** begin DATA SHOWN **

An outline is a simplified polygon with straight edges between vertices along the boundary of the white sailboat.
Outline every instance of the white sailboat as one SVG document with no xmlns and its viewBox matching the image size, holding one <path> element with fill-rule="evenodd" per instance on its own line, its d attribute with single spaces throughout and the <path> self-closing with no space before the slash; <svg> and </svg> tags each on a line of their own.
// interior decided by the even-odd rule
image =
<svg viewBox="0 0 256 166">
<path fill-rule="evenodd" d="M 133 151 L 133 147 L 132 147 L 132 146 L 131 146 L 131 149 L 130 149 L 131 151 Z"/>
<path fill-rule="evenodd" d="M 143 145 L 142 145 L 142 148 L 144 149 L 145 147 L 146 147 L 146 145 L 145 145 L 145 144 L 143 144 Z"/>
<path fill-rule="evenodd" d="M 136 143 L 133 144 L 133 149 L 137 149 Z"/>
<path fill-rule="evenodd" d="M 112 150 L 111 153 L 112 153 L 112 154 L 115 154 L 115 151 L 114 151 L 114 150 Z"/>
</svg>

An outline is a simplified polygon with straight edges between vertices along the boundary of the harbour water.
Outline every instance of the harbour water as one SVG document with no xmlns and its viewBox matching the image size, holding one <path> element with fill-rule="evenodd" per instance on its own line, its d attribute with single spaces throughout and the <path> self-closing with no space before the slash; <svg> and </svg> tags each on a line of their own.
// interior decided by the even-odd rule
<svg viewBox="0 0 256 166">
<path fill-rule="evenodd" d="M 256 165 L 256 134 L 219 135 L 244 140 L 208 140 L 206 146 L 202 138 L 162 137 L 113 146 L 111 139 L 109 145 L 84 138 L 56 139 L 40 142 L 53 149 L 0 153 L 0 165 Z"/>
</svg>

** end DATA SHOWN **

▶ **GIVEN TASK**
Copy both items above word for word, keeping every line and its order unchanged.

▶ **PROBLEM SOLUTION**
An outline is a simplified polygon with straight edges between vertices along the boundary of the white sailboat.
Outline every instance of the white sailboat as one SVG document with no xmlns and its viewBox matching the image size, holding one <path> element with fill-rule="evenodd" per instance on its own line, its d attribute with single spaces throughout and the <path> self-closing with no space before the slash; <svg> and </svg> tags each on a line of their own.
// interior decided by the even-odd rule
image =
<svg viewBox="0 0 256 166">
<path fill-rule="evenodd" d="M 133 151 L 133 147 L 132 147 L 132 146 L 131 146 L 131 149 L 130 149 L 131 151 Z"/>
<path fill-rule="evenodd" d="M 143 145 L 142 145 L 142 148 L 144 149 L 145 147 L 146 147 L 146 145 L 145 145 L 145 144 L 143 144 Z"/>
<path fill-rule="evenodd" d="M 136 143 L 133 144 L 133 149 L 137 149 Z"/>
<path fill-rule="evenodd" d="M 112 150 L 111 153 L 112 153 L 112 154 L 115 154 L 115 151 L 114 151 L 114 150 Z"/>
</svg>

An outline is a simplified polygon with straight edges between vertices along the boundary of the harbour water.
Outline every instance of the harbour water as one SVG document with no xmlns and its viewBox matching the image size, holding one <path> element with fill-rule="evenodd" per instance on its own line, its d attribute with single spaces throughout and the <path> self-closing with no space before the slash; <svg> and </svg> tags each on a line of their own.
// interior decided by the even-odd rule
<svg viewBox="0 0 256 166">
<path fill-rule="evenodd" d="M 256 165 L 256 134 L 219 135 L 244 140 L 208 140 L 206 146 L 202 138 L 162 137 L 113 146 L 111 139 L 109 145 L 84 138 L 56 139 L 40 142 L 53 149 L 0 153 L 0 165 Z"/>
</svg>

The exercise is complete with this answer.